Recast everything from the start of the items down to the line containing "column 73, row 207" as a two-column CSV headed item_text and item_answer, with one row per item holding its text and its answer. Put each field in quotation marks, replace line breaks with spaces, and omit the pictures.

+===+

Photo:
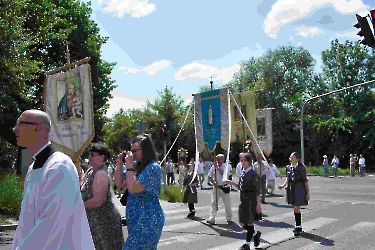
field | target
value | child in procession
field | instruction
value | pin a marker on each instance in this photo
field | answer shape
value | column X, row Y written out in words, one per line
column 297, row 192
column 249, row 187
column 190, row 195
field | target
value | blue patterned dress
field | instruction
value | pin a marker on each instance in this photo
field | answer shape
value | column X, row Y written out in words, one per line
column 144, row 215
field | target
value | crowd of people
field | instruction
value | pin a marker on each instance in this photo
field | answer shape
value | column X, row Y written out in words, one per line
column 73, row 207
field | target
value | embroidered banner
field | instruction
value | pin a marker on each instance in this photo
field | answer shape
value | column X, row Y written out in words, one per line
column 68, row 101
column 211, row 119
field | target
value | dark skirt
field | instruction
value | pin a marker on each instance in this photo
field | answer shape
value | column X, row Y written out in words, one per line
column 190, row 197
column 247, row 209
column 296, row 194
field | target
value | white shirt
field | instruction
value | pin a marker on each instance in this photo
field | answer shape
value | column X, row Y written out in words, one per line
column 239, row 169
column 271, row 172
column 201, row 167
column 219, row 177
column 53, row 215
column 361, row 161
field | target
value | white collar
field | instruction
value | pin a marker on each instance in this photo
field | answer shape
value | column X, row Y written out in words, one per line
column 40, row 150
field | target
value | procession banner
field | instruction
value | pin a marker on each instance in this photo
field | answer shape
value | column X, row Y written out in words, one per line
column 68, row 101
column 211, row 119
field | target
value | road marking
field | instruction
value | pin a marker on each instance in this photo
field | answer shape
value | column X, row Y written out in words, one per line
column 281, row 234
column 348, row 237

+===+

OUTPUT OF THE TASK —
item_text,item_answer
"Photo: field | target value | child in procession field | instruction value | pin a marker on each instance in this photo field | answer shape value | column X, row Y written out in words, one per line","column 297, row 192 column 249, row 187 column 190, row 195"
"field | target value | blue patterned dress field | instruction value | pin a marker on each instance in this photo field | answer shape value | column X, row Y written out in words, one per line","column 144, row 215"
"field | target value | crowd of people field | instruction value | pin a marker on each instance in this photo field | answer shape value | column X, row Y written out in words, one per line","column 73, row 207"